**WORK INSTRUCTIONS:**
1. Please set down the music news passage word for word, from "UK music paper" up to and including "Down on Broadway).".
2. Resume the music news passage, picking up after its last sentence.

**PASSAGE SHOWN:**
[Start of section]

UK music paper New Musical Express (NME) agrees to pay "appropriate damages" to British pop star Cliff Richard, following defamatory imputations in a concert review.
Slippery When Wet by Bon Jovi is awarded a double-platinum album by the R.I.A.A. in the USA.
Dick Clark announces that he will stand down after 33 years as host of US tv institution American Bandstand. His replacement is David Hirsh.
According to Atlantic Records' newly published catalogue, the following albums are no longer available in vinyl LP form: Yes - Fragile, Pete Townshend - Empty Glass, Crosby, Stills And Nash - CSN, Phil Collins - Face Value, Greatest Hits - Abba, The Best of Ray Charles, and everything by Emerson, Lake And Palmer and everything by Genesis (except The Lamb Lies Down on Broadway).

[End of section]

[Region pointing data]
[Start of section]

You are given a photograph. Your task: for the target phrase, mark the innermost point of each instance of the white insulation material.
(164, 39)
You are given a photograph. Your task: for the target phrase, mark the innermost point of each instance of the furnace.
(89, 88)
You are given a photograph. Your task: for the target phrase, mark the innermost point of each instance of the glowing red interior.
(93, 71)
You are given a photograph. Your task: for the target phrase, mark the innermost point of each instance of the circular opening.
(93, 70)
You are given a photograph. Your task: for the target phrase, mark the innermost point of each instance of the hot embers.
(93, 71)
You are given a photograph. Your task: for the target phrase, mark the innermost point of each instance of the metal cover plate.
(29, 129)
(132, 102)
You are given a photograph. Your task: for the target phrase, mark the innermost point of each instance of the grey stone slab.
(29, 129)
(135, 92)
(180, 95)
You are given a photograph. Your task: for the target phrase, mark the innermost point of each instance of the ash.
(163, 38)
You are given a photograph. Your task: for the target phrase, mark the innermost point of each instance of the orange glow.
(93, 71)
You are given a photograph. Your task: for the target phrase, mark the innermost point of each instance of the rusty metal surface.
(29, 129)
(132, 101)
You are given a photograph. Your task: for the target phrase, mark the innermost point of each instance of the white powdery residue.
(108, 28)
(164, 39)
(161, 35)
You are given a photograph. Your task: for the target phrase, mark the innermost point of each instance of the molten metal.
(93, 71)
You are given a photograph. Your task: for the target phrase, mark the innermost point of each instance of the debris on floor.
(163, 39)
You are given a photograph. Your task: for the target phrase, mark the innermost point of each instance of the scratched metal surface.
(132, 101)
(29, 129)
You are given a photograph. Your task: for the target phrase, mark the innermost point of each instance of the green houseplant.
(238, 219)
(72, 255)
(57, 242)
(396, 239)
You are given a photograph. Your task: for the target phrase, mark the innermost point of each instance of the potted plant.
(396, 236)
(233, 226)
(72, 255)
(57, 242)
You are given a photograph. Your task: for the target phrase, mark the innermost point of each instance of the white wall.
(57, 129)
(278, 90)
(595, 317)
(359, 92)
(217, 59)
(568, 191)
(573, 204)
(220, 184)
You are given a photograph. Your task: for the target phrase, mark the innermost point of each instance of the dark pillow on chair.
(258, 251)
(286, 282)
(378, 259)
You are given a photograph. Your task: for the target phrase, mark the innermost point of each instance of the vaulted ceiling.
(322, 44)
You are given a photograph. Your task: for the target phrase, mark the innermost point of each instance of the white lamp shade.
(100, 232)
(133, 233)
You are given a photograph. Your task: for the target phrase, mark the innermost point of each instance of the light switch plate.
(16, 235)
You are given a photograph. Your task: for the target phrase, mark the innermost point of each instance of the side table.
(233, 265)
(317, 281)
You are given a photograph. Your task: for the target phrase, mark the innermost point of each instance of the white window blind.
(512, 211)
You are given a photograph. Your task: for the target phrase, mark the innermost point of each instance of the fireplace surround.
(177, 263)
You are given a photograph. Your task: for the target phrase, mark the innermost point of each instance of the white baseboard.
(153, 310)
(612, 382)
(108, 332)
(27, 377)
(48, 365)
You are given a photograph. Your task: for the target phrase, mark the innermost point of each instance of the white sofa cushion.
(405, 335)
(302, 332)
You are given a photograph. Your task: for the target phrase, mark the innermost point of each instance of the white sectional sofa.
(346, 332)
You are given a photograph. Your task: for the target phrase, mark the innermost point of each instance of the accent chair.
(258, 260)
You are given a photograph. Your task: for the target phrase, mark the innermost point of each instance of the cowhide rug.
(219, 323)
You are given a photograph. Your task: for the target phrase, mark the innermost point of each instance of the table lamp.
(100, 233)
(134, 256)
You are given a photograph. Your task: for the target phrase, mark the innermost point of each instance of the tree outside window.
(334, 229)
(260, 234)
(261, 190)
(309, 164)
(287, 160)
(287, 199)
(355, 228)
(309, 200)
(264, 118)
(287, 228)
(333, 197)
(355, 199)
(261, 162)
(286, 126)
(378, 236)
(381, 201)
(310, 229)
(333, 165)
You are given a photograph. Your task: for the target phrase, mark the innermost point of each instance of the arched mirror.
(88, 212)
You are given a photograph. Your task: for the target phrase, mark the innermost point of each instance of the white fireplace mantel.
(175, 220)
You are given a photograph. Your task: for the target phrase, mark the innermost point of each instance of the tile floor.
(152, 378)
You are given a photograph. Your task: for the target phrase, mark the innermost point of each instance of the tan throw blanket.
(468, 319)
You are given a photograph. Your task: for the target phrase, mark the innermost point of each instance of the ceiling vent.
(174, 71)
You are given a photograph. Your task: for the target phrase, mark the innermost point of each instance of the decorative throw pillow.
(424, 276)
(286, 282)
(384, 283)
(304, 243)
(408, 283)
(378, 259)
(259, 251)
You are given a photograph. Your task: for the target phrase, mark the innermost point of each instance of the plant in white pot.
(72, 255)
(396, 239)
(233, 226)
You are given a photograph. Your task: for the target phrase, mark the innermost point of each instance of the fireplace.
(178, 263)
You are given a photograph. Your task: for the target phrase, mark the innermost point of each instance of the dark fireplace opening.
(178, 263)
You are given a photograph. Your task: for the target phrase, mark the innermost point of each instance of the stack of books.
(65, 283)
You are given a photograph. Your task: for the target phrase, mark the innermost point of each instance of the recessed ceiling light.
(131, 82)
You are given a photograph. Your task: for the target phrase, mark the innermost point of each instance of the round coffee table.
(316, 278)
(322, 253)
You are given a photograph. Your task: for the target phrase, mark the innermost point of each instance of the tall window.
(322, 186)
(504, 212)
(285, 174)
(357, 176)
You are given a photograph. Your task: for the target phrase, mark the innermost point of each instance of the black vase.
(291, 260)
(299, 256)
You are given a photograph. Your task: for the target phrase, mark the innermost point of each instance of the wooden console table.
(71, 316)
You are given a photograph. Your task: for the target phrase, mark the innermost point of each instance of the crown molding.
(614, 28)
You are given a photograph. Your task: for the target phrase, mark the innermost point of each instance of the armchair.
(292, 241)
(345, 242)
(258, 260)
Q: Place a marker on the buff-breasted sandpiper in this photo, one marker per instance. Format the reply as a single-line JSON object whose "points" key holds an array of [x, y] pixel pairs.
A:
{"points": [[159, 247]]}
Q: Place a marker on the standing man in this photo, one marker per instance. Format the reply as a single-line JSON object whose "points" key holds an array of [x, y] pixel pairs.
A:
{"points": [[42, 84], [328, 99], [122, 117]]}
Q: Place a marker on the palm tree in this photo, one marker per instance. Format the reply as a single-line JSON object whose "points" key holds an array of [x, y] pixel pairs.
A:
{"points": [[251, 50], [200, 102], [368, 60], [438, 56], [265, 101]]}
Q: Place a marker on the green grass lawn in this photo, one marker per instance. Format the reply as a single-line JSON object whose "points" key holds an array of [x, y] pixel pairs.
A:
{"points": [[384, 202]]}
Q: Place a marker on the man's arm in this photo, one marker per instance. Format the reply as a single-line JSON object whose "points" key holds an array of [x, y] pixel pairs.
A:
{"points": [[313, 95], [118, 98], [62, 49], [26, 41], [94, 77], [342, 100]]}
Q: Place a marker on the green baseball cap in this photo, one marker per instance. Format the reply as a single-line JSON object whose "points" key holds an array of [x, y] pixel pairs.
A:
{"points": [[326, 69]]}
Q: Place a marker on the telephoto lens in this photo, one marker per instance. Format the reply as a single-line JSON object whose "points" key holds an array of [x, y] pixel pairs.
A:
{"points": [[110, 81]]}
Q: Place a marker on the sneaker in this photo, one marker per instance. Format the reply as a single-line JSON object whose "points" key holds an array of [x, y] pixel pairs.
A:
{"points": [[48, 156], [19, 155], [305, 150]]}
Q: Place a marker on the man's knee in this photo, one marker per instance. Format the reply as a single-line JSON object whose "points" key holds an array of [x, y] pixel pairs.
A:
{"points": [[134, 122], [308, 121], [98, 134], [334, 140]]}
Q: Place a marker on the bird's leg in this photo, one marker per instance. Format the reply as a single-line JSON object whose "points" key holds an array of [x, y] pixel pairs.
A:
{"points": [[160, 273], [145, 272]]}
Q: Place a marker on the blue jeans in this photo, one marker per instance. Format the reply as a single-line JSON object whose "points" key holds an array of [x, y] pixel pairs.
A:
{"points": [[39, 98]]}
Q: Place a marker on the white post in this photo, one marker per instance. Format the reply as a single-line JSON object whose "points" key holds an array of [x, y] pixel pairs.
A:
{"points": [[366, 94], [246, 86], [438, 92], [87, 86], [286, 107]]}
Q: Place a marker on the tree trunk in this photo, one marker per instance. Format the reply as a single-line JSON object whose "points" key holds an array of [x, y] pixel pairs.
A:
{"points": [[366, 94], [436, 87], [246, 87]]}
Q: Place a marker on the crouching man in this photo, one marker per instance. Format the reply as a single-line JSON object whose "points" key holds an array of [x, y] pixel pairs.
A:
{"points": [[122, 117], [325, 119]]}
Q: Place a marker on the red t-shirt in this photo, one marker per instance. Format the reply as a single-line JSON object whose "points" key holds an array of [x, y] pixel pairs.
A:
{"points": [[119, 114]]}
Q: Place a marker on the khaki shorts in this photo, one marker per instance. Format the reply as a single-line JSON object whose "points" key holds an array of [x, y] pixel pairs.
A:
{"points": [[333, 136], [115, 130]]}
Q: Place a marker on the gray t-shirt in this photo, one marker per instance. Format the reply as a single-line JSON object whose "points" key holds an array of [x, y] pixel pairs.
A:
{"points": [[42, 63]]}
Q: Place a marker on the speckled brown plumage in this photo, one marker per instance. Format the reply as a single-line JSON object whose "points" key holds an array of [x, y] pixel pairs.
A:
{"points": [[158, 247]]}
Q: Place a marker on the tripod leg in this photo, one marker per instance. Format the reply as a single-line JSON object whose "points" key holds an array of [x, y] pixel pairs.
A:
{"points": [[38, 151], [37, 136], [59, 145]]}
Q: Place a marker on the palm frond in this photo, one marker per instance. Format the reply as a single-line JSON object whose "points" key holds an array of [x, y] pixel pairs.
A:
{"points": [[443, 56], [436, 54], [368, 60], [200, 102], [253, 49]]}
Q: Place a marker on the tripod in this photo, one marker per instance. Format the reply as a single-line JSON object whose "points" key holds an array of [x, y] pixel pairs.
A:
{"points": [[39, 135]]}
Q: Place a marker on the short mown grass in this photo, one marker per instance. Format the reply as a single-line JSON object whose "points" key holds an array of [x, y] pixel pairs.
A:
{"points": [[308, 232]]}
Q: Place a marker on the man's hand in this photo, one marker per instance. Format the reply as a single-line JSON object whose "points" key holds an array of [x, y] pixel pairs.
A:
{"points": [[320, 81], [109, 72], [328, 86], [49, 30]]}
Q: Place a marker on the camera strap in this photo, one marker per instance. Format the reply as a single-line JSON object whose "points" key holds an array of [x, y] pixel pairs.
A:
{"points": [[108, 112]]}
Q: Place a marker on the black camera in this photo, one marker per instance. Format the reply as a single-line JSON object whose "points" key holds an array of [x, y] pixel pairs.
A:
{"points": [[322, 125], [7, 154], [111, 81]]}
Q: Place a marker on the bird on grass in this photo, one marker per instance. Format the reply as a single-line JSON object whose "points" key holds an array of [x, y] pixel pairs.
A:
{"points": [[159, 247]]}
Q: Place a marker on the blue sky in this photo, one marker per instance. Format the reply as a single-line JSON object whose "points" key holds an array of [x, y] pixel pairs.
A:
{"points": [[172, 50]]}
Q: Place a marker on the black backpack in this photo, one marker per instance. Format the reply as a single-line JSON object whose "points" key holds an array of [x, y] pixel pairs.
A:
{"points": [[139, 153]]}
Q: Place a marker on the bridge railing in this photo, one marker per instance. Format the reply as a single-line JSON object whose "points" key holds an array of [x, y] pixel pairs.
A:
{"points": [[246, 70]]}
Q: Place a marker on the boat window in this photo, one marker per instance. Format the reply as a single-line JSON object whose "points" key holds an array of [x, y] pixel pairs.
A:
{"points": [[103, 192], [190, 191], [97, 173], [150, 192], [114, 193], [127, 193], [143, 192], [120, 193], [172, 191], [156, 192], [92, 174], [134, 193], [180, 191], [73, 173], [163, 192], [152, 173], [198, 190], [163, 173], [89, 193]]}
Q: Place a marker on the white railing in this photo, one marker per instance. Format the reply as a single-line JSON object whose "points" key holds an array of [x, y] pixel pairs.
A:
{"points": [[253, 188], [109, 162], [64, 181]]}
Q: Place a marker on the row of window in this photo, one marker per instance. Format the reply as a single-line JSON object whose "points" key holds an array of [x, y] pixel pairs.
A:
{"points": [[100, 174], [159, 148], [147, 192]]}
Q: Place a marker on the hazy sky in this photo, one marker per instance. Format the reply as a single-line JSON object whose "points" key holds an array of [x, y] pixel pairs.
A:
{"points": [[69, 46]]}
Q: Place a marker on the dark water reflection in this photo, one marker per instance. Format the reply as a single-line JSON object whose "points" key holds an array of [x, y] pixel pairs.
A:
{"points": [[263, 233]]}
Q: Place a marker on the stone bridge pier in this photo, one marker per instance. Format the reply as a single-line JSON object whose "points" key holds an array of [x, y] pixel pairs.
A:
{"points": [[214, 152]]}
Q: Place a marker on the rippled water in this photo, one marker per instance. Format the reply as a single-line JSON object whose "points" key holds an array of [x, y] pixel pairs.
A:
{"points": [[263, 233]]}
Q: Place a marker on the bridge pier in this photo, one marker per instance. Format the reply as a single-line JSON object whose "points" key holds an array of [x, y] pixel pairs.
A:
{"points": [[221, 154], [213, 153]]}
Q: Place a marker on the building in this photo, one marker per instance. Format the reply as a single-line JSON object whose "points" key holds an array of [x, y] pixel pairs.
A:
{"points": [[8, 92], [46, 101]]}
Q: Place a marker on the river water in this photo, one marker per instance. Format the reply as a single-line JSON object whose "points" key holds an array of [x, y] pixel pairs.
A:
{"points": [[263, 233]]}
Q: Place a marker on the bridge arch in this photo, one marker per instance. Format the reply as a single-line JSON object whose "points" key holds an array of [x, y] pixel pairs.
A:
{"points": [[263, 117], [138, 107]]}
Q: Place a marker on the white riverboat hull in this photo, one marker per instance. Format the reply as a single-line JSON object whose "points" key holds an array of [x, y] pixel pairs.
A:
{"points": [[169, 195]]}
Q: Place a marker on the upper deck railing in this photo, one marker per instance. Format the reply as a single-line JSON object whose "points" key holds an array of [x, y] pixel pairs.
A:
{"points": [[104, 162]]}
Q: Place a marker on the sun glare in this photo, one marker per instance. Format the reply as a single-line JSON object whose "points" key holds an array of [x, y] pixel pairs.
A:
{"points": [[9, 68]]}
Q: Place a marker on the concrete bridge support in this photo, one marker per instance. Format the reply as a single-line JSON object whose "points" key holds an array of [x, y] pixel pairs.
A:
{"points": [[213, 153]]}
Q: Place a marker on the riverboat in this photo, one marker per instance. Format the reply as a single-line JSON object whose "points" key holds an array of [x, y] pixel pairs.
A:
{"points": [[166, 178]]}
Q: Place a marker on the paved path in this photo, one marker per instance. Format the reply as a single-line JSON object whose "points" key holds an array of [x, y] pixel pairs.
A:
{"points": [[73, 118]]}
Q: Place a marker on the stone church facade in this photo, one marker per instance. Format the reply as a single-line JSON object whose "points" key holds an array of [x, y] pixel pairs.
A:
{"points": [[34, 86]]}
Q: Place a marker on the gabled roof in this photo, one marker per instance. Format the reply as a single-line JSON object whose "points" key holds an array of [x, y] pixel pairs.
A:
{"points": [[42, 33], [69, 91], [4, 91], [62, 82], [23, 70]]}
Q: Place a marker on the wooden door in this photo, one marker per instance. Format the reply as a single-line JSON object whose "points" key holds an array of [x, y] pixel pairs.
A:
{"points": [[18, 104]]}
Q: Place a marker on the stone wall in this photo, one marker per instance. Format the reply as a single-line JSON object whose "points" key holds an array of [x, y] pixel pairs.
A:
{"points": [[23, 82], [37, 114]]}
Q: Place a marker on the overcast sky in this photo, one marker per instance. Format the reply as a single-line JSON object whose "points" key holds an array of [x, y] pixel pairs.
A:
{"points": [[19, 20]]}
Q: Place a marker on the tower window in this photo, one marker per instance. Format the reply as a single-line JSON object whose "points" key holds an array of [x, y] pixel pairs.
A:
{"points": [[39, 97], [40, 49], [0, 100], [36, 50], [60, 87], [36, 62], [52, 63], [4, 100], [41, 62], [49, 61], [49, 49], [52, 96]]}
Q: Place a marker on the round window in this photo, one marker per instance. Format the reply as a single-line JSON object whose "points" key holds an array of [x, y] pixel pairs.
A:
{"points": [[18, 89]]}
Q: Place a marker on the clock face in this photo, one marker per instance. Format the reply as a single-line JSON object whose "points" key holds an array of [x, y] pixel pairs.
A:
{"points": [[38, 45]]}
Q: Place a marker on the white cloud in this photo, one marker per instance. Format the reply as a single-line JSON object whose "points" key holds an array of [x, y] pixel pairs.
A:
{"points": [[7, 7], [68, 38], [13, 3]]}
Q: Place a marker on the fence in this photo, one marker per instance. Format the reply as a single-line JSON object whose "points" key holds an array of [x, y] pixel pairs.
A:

[End of section]

**ANSWERS TO THE EXERCISES:**
1.
UK music paper New Musical Express (NME) agrees to pay "appropriate damages" to British pop star Cliff Richard, following defamatory imputations in a concert review.
Slippery When Wet by Bon Jovi is awarded a double-platinum album by the R.I.A.A. in the USA.
Dick Clark announces that he will stand down after 33 years as host of US tv institution American Bandstand. His replacement is David Hirsh.
According to Atlantic Records' newly published catalogue, the following albums are no longer available in vinyl LP form: Yes - Fragile, Pete Townshend - Empty Glass, Crosby, Stills And Nash - CSN, Phil Collins - Face Value, Greatest Hits - Abba, The Best of Ray Charles, and everything by Emerson, Lake And Palmer and everything by Genesis (except The Lamb Lies Down on Broadway).

2.
Manic Street Preachers sign a contract with Sony Music. "Signing to a major record company," declares bassist Nicky Wire, "is the price of an education. We don't care what they do to us."
The United States Supreme Court upholds rulings that the first amendment protects Ozzy Osbourne against lawsuits alleging that his music encouraged suicide. This decision relates back to the lawsuit brought against Ozzy Osbourne by the parents of 19-year old John McCollum, a young man who had committed suicide after listening to Ozzy's song Suicide Solution.
AC/DC manager Crispin Dye dies in hospital in Sydney, Australa, Oceania. He had been badly beaten the day before, by thieves while on his way to visit his mother for Christmas.
Former pop singer and music business entrepreneur Jonathan King is arrested and charged with child-sex offences dating back to the 1970s. He spends the night in a cell at Staines, Middlesex, England, UK, Europe, police station.
It is announced that, after ninteen years together, Megadeth has broken up because guitarist Dave Mustaine has suffered an injury to his left arm and hand that has left him unable to play.
Idlewild play a live set at at Virgin Records, Oxford Street, London, UK.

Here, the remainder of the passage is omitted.